_Task to carry out_. Repeat exactly, and only, the lines from the one containing "Query: armchair with red upholstery" through the end of the records.

_Dataset content_.
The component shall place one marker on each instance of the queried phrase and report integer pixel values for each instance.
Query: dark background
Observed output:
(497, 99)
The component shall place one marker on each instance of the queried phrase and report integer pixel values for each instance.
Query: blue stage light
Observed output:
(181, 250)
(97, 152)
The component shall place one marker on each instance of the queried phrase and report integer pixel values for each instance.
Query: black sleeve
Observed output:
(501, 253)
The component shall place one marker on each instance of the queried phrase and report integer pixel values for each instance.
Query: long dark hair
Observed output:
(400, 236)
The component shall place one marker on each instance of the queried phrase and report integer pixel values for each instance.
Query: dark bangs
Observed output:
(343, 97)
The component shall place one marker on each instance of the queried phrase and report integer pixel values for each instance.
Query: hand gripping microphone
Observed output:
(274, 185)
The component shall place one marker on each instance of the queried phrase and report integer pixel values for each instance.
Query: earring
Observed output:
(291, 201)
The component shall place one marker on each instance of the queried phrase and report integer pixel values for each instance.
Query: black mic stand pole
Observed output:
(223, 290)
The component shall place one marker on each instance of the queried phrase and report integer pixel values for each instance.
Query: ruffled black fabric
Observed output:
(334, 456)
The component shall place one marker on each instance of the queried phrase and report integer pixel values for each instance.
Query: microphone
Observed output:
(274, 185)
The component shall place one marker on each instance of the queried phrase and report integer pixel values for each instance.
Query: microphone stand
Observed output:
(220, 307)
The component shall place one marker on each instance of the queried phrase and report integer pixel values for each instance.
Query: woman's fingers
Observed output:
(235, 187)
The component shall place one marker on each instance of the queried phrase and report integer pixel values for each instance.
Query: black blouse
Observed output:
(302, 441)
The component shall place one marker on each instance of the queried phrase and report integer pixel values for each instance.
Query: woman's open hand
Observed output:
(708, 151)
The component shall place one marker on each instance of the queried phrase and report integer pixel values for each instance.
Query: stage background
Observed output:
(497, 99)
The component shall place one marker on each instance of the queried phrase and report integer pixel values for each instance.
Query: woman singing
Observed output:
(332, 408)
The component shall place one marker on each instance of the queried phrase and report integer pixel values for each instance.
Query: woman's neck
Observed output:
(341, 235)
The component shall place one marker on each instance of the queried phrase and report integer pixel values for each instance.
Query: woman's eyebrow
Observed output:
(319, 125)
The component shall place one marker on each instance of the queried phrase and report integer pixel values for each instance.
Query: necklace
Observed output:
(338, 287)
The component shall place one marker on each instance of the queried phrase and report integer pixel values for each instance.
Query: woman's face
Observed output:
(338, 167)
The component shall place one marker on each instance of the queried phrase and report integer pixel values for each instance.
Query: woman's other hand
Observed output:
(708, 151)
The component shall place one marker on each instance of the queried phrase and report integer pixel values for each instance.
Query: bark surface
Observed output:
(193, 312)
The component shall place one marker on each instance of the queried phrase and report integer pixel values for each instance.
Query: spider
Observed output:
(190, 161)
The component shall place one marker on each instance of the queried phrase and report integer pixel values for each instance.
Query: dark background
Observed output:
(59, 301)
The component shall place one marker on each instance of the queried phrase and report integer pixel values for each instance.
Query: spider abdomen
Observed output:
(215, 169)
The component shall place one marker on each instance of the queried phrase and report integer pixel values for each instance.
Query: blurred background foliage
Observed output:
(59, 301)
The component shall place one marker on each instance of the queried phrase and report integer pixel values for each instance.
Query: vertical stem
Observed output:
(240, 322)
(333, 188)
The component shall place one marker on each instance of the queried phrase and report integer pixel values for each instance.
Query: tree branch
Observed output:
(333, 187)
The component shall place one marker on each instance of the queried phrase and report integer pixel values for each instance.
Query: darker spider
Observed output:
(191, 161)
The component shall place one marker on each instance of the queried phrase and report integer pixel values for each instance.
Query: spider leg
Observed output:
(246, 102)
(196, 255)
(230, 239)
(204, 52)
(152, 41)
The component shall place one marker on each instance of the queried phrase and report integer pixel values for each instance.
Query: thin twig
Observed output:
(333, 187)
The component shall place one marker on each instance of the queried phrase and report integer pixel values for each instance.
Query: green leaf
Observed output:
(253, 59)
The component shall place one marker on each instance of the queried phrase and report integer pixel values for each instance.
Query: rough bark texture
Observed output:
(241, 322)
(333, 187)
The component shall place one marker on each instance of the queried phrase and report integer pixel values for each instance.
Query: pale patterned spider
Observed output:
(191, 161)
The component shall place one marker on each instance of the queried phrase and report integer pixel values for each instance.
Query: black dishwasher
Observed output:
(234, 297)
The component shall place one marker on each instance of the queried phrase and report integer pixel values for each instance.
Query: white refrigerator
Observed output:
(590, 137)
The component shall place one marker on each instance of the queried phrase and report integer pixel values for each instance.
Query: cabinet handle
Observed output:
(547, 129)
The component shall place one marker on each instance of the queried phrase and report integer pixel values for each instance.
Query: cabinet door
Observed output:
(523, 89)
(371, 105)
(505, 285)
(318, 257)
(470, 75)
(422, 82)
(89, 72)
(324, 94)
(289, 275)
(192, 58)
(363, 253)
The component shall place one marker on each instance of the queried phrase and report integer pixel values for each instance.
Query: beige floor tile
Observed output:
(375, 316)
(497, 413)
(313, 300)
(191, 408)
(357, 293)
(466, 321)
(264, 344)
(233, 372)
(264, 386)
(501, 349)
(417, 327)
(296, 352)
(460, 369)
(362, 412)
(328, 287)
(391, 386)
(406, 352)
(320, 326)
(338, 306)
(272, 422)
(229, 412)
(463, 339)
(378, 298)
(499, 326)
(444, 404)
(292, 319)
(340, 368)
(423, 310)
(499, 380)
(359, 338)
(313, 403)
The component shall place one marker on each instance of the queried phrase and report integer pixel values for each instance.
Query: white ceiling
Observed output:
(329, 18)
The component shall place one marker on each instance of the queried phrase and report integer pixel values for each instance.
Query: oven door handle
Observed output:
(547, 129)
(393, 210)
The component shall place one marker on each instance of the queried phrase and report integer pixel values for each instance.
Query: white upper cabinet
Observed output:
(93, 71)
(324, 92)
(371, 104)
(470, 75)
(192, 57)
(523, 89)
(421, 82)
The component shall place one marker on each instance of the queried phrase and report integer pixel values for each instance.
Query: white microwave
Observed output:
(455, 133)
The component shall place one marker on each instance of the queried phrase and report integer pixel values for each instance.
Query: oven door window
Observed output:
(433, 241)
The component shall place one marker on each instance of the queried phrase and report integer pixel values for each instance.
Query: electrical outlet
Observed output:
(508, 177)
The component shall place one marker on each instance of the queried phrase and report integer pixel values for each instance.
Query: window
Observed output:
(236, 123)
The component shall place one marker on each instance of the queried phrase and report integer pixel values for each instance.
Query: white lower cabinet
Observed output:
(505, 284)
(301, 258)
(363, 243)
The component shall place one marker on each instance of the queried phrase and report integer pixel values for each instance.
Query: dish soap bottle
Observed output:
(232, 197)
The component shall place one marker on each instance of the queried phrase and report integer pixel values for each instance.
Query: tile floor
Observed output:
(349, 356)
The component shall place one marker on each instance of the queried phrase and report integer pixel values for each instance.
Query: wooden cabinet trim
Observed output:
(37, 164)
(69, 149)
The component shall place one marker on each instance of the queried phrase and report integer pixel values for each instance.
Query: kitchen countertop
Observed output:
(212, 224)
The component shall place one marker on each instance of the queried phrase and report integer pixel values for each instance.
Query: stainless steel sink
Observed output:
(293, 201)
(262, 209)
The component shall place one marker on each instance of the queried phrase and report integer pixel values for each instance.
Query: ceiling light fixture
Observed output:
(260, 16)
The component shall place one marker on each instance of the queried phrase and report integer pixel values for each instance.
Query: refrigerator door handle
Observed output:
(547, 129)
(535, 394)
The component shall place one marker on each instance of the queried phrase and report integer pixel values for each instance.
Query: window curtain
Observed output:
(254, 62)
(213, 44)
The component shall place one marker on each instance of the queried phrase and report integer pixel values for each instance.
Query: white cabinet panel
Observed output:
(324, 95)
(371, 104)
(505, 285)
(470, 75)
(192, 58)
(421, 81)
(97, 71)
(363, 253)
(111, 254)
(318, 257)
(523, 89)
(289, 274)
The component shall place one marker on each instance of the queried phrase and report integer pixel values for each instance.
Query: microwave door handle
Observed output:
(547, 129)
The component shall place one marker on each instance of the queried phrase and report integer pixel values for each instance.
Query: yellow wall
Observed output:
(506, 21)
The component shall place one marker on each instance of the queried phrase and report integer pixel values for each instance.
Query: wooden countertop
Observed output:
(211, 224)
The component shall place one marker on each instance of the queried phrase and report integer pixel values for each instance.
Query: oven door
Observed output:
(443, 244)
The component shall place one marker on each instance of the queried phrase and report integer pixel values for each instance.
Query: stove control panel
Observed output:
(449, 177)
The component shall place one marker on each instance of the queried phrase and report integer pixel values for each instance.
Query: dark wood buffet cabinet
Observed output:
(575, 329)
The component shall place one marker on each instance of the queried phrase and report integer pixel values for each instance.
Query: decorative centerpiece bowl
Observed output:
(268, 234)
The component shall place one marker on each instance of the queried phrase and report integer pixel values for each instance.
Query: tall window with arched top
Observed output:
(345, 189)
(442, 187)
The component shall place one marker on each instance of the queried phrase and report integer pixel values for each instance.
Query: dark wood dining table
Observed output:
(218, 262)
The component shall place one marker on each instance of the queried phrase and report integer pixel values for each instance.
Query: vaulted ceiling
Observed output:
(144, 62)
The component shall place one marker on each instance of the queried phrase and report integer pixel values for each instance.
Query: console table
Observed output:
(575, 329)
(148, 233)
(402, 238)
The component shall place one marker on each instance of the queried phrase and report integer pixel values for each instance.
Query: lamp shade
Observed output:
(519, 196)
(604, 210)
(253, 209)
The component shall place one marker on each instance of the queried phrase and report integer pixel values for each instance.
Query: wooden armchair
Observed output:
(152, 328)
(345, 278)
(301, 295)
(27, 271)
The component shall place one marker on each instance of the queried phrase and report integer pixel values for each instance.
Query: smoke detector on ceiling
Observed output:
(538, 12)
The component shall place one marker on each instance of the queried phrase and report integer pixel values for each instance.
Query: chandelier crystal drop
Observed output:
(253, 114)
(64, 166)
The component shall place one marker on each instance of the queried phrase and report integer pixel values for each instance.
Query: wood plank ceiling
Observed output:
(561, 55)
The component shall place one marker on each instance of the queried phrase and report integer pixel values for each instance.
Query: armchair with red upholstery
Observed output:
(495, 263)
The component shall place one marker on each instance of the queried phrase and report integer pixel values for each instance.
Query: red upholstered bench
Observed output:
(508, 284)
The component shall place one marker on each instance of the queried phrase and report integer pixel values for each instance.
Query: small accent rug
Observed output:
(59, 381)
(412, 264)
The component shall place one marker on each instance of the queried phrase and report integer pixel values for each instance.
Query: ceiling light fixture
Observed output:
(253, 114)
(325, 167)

_Exercise response_.
Query: armchair with red upholstery
Observed output:
(495, 263)
The component shall place one marker on each instance of the queried phrase and report integer pixel values for each instance.
Query: red upholstered bench
Observed output:
(508, 284)
The component shall place one marker on each instance of the queried phrase and report integer pixel values for each instance.
Query: small accent rug
Observed output:
(59, 381)
(412, 264)
The component shall place one marker on each instance of the queried phrase and report integer pixel values for each instance.
Query: ceiling light fixture
Observed output:
(253, 114)
(325, 167)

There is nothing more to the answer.